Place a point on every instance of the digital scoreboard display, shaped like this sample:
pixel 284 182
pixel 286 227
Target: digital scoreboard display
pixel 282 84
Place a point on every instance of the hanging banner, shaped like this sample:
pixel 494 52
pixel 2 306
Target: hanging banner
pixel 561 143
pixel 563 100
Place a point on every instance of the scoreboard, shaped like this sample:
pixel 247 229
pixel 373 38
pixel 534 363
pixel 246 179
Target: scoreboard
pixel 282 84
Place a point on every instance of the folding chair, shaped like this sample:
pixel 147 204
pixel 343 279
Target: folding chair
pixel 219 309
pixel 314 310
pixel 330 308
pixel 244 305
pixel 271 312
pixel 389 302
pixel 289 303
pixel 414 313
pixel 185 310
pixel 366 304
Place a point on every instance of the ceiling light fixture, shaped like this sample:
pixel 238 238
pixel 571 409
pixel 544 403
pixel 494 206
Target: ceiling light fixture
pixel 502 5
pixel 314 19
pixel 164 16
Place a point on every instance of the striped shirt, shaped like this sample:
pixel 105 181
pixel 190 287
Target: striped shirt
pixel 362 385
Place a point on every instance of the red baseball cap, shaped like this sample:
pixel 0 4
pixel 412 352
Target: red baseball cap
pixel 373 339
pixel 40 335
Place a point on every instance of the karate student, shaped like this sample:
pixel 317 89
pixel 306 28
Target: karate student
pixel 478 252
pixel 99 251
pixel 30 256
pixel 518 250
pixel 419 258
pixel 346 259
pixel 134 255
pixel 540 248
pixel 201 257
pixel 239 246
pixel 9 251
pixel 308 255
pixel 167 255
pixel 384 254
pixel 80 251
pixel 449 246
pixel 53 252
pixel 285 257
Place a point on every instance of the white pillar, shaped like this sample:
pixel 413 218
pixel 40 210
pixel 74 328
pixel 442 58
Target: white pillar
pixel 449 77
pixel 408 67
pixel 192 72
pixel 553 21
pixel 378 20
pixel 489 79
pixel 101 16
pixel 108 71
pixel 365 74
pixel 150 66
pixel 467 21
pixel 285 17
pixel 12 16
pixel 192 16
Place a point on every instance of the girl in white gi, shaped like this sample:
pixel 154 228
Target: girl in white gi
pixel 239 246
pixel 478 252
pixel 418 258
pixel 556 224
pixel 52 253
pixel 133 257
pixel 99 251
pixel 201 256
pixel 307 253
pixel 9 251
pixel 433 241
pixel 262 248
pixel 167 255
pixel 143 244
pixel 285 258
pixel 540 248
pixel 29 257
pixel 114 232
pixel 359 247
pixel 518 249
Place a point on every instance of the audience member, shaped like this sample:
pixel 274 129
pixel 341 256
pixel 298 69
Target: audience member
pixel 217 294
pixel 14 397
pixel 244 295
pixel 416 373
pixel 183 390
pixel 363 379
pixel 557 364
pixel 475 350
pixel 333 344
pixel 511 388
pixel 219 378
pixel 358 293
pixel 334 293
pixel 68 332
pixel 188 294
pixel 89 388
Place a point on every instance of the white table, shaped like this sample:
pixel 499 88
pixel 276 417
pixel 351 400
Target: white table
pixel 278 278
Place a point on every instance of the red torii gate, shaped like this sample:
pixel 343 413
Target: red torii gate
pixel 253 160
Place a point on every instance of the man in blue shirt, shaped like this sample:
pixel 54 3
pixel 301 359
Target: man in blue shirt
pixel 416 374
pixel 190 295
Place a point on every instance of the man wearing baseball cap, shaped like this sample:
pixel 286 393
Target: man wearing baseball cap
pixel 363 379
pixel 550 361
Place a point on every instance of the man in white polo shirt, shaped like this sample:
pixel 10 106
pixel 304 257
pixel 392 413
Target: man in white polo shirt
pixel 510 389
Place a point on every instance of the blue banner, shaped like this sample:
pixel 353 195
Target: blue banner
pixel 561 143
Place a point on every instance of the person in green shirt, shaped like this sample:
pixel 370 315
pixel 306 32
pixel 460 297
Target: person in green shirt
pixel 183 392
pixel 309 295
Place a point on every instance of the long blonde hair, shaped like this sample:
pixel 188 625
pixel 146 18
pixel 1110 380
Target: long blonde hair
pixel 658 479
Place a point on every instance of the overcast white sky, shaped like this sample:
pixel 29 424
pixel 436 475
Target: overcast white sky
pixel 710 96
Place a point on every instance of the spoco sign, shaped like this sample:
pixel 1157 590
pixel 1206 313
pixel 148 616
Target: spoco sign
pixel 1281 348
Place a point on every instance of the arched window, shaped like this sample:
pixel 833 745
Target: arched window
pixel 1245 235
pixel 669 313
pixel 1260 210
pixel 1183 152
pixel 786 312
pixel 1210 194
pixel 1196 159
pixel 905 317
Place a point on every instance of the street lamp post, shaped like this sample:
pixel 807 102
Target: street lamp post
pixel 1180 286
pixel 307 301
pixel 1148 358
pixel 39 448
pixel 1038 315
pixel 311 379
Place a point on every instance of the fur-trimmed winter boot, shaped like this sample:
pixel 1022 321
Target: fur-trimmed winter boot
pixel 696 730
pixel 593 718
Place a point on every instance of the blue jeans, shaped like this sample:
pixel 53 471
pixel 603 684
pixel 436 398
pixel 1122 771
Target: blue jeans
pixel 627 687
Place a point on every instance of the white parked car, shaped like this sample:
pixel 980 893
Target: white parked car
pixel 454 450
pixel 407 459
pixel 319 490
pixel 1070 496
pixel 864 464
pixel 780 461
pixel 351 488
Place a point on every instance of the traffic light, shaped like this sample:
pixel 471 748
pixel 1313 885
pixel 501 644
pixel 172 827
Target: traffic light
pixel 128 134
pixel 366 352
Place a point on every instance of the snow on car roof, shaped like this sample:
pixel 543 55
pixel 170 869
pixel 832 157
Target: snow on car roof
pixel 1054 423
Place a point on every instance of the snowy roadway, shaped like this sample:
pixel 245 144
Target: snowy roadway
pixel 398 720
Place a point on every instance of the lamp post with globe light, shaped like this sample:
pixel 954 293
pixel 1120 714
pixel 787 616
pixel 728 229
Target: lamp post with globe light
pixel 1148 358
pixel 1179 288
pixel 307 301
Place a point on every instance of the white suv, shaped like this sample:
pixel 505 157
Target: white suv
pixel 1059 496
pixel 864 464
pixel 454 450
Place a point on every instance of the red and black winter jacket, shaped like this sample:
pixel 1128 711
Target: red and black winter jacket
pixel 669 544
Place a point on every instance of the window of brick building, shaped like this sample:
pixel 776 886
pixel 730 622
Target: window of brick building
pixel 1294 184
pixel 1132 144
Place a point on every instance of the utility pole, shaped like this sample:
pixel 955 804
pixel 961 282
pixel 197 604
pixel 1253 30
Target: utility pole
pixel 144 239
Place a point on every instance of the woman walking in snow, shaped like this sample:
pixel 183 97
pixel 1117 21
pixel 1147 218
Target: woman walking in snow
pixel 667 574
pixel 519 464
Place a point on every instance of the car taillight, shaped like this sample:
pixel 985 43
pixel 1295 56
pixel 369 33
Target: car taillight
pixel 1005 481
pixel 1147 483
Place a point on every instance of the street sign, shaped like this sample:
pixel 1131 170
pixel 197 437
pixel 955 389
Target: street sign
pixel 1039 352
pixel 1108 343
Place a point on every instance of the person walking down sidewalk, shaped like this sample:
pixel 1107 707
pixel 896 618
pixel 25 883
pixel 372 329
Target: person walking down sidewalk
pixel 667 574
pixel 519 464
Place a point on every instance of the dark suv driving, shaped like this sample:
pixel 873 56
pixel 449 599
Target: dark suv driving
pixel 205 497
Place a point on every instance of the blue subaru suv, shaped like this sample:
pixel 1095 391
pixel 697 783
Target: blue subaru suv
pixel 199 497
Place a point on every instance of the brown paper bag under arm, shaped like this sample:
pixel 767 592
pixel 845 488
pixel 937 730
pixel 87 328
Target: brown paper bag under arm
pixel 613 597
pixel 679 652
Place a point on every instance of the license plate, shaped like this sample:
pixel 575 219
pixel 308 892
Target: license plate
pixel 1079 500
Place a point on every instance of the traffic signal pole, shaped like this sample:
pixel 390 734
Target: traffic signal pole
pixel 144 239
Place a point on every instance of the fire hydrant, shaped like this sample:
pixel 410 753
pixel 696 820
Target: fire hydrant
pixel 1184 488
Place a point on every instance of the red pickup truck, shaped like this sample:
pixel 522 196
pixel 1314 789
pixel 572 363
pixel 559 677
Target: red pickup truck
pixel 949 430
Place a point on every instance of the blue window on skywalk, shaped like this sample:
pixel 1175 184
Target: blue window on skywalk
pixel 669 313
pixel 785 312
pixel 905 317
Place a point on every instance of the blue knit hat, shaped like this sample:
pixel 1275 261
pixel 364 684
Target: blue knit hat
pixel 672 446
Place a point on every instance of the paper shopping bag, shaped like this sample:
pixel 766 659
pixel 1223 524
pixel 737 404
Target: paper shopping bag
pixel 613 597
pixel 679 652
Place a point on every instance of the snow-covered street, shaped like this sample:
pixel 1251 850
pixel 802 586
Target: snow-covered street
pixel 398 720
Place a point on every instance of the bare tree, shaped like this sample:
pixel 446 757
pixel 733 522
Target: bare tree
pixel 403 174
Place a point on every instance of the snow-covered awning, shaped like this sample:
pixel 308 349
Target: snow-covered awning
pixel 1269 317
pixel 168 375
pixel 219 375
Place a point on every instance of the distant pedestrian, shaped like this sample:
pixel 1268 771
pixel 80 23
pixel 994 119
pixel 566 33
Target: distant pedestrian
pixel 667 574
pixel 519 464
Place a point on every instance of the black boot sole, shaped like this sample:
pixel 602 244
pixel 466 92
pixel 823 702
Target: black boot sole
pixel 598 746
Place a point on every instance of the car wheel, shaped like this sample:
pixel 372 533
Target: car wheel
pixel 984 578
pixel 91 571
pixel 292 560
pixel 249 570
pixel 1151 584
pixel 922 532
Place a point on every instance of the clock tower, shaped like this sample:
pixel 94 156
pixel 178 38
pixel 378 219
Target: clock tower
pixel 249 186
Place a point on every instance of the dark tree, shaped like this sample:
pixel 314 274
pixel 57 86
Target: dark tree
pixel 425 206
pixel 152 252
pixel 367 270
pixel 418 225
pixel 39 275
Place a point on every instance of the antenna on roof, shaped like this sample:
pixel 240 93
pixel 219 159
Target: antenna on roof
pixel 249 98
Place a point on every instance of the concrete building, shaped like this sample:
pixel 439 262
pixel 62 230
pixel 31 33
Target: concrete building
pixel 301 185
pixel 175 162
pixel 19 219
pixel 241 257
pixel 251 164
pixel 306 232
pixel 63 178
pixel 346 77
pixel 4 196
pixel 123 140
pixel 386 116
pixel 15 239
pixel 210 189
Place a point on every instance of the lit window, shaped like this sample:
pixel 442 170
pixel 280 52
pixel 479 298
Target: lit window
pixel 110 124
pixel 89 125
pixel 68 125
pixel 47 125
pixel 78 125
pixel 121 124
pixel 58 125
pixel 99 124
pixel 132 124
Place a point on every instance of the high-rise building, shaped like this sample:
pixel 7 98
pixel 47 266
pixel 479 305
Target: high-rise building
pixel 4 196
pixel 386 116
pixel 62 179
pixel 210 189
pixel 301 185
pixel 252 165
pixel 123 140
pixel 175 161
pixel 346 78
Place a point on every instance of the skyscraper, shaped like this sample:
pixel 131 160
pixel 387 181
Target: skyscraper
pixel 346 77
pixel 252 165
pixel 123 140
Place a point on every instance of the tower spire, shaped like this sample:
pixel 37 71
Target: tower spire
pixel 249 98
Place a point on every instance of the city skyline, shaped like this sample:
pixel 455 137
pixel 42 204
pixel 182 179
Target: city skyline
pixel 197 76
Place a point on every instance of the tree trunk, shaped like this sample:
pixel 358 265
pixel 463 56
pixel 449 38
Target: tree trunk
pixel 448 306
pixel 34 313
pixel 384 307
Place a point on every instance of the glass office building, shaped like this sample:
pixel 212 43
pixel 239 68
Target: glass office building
******
Objective -> Convert the data into a JSON list of strings with one string per line, omitting any blank lines. Begin at the line containing "Place a point on every instance of the skyscraper, shaped" and continue through the final line of the data.

Exercise output ->
[
  "Place a point on every instance of the skyscraper, shaped like this sample:",
  "pixel 131 160",
  "pixel 387 181",
  "Target: skyscraper",
  "pixel 346 77",
  "pixel 252 165",
  "pixel 123 140",
  "Place a point on every instance of the tower spire, shaped like this sample:",
  "pixel 37 71",
  "Target: tower spire",
  "pixel 249 98",
  "Place a point on every instance of the city skyline, shaped like this sample:",
  "pixel 455 137",
  "pixel 42 204",
  "pixel 182 179",
  "Target: city skyline",
  "pixel 197 76",
  "Place a point on every instance of the tree trunk, shaped like this sample:",
  "pixel 358 265",
  "pixel 463 56",
  "pixel 449 38",
  "Target: tree trunk",
  "pixel 448 306",
  "pixel 34 313",
  "pixel 384 307",
  "Place a point on every instance of the glass office building, shaped like this sample:",
  "pixel 212 43",
  "pixel 239 68",
  "Target: glass office building"
]